- **WORK INSTRUCTION**
Where does the string "plank" occur in the entries below? Copy every line where it does.
>>>>>
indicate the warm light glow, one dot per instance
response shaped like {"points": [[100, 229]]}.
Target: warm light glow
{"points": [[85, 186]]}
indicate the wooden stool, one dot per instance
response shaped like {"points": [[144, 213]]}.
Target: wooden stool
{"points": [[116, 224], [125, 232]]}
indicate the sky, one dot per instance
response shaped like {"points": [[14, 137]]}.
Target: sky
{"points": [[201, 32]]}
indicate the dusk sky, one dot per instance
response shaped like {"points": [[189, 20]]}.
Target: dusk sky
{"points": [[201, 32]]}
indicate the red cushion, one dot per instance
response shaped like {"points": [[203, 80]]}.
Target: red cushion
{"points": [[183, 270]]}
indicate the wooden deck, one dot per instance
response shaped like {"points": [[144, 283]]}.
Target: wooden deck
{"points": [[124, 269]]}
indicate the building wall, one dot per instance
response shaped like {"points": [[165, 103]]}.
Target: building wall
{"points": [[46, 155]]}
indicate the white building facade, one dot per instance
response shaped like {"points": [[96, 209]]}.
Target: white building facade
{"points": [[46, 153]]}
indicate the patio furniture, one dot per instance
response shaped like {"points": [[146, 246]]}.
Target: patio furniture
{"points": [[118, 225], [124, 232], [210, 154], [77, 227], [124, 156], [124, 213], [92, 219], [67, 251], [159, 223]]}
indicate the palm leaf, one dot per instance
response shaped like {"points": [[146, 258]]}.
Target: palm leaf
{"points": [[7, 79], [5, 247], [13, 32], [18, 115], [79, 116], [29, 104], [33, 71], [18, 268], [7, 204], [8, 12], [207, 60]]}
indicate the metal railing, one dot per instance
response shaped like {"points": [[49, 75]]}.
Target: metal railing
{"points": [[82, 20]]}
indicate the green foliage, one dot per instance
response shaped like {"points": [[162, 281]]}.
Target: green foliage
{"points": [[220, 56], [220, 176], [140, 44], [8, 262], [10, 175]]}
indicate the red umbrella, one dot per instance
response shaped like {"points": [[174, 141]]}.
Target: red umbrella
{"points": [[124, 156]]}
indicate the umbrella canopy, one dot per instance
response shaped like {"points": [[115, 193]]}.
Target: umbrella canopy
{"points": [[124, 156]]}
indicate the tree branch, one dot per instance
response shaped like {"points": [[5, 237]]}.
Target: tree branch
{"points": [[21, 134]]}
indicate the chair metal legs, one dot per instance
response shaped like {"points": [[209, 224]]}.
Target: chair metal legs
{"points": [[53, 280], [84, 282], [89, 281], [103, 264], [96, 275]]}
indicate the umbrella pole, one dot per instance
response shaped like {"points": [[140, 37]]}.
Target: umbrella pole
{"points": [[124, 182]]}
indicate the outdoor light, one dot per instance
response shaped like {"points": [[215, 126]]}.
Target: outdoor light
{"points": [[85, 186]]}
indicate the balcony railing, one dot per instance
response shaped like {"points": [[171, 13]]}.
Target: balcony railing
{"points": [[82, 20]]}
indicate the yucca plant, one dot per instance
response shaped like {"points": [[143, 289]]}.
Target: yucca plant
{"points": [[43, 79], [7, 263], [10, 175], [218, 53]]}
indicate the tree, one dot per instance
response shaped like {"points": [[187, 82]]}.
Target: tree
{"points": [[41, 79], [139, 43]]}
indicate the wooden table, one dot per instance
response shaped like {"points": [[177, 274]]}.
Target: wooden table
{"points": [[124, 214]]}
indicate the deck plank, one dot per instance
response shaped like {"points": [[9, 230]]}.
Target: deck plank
<<<<<
- **OUTPUT**
indicate the deck plank, one dot per instance
Target: deck plank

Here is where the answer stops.